RAW RECORDS:
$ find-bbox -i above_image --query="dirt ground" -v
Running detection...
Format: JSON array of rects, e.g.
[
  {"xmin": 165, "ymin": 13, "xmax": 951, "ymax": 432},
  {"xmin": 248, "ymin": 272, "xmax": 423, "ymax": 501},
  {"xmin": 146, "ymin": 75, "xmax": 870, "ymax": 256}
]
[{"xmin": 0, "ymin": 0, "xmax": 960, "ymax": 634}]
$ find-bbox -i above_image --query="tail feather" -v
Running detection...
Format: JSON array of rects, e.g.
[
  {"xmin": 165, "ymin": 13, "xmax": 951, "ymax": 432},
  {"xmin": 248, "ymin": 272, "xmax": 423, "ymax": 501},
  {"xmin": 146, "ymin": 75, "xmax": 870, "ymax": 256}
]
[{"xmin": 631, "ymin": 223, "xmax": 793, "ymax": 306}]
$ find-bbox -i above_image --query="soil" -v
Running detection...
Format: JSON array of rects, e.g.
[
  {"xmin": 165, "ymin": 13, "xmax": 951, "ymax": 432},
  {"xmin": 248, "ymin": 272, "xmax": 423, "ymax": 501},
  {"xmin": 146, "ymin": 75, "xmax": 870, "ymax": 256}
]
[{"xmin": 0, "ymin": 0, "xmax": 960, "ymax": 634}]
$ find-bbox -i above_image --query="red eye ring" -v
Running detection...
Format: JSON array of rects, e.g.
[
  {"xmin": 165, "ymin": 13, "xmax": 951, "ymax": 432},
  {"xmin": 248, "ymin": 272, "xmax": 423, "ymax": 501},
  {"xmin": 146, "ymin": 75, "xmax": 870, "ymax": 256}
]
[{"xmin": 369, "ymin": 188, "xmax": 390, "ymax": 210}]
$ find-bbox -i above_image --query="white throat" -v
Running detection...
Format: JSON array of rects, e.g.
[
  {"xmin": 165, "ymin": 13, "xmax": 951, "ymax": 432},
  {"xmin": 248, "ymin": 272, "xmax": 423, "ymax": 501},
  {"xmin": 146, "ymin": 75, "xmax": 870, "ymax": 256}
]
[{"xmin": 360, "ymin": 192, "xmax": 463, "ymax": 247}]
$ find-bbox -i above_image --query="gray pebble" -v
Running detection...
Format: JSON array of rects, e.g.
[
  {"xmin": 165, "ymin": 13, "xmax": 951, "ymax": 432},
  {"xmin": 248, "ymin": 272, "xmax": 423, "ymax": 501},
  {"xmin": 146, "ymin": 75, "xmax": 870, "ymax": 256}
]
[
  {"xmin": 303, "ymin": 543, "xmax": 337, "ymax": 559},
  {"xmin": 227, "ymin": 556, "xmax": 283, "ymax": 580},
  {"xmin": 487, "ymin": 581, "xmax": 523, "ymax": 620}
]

INSTRUCTIONS FOR THE TASK:
Pull out every line of the data above that contains the string "find". Case counts.

ANSWER TO THIS TASK:
$ find-bbox -i above_image --query="dirt ground" -v
$ find-bbox -i above_image --query="tail feather" -v
$ find-bbox -i above_image --query="soil" -v
$ find-bbox -i above_image --query="red eye ring" -v
$ find-bbox -i above_image --query="white throat" -v
$ find-bbox -i above_image --query="gray pebble" -v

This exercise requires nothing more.